== Segment start ==

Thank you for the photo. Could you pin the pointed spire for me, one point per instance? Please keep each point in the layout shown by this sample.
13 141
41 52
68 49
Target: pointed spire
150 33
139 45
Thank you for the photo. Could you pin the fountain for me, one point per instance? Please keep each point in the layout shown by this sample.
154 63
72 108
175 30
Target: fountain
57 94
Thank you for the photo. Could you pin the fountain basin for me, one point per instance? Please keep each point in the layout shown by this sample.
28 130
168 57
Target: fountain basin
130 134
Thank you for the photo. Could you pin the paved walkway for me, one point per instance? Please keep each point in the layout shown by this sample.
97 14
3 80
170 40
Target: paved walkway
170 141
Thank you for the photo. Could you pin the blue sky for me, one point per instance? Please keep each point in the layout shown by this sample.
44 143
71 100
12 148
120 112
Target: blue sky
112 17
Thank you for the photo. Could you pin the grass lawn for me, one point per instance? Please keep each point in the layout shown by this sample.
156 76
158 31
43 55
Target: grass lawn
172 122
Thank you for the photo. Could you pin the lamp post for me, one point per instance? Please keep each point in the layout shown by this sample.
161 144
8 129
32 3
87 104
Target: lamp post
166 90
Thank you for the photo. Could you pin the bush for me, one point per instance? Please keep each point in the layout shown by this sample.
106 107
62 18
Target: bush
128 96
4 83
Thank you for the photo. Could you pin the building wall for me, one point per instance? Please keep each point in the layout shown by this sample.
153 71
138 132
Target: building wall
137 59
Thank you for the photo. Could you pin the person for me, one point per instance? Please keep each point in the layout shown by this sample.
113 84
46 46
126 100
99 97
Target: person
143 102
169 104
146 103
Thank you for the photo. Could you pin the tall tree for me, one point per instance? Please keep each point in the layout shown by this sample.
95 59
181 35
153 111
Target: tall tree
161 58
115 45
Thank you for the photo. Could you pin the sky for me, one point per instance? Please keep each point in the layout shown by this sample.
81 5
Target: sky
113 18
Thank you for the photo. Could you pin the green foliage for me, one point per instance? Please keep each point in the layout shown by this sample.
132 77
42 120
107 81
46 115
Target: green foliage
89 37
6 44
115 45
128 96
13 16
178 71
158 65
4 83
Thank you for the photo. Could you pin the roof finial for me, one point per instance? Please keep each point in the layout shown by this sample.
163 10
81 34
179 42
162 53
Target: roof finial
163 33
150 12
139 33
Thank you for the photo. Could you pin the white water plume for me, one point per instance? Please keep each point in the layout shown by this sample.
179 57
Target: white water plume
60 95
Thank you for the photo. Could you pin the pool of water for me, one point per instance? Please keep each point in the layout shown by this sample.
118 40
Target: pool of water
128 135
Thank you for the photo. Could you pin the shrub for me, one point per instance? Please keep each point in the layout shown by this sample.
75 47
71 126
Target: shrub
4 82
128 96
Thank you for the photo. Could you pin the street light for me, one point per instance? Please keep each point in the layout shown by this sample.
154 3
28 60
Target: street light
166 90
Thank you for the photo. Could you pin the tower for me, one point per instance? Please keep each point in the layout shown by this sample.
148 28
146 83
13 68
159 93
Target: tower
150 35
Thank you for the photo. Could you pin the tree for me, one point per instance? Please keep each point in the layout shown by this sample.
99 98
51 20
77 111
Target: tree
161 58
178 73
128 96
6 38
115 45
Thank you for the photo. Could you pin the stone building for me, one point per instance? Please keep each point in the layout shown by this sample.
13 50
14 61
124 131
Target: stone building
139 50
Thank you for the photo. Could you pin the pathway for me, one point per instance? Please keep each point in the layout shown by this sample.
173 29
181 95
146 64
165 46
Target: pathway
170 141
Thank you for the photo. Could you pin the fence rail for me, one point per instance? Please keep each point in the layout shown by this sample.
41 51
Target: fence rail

== Segment end ==

§ Problem statement: Only the lines from the one bearing "Target: pathway" through the end of the entries above belong in the answer, each one exactly as given.

§ Written answer:
Target: pathway
170 141
Thank you for the photo. Could you pin the fence rail for me, one point per instance? Please keep each point in the layout shown by this sample.
41 51
Target: fence rail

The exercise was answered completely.